**What is expected:** Rewrite the part of the material that opens with the line containing "Target: green bract" and runs through the last line, keeping every line including the requests. Multiply each coordinate in the answers by 0.8 and round it to a whole number, with halves rounded up.

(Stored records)
━━━━━━━━

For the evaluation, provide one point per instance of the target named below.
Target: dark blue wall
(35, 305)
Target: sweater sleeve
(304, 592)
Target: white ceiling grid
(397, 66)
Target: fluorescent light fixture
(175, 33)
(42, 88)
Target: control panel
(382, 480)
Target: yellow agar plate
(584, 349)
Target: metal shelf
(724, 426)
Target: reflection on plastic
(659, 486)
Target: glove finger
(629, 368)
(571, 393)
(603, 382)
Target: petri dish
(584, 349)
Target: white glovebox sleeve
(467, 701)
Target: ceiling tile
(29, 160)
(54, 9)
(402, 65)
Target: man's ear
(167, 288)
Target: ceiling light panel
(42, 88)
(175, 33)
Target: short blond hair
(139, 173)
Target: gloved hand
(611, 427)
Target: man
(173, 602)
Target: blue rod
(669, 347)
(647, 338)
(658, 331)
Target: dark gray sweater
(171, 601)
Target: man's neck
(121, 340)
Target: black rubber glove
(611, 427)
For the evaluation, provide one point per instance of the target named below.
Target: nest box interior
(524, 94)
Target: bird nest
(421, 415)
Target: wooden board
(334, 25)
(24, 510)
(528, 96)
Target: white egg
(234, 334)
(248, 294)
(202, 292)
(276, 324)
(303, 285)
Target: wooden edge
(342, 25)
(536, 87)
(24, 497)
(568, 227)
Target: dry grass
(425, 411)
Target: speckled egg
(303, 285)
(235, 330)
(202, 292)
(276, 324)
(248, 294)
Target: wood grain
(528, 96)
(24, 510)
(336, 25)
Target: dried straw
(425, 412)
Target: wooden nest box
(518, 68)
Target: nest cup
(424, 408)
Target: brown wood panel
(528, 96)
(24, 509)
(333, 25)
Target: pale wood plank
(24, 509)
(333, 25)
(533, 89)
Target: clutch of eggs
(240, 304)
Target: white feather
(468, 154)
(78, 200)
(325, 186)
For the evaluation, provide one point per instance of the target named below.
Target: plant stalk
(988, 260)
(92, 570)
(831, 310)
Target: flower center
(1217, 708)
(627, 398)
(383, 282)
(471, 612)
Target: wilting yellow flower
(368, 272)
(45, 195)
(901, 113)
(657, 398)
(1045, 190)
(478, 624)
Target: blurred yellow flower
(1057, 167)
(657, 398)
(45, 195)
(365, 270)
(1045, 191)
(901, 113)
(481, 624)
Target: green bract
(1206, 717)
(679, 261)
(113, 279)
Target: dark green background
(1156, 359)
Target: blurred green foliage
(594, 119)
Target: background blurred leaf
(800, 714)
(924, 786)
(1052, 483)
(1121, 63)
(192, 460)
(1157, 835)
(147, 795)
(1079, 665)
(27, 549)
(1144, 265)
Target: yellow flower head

━━━━━━━━

**The response:**
Target: green bract
(965, 574)
(543, 209)
(90, 223)
Target: dark green background
(925, 287)
Target: blurred green foliage
(475, 95)
Target: background blurred leaf
(640, 571)
(739, 629)
(842, 386)
(897, 50)
(154, 368)
(926, 668)
(118, 636)
(863, 532)
(22, 439)
(915, 212)
Target: yellow flower head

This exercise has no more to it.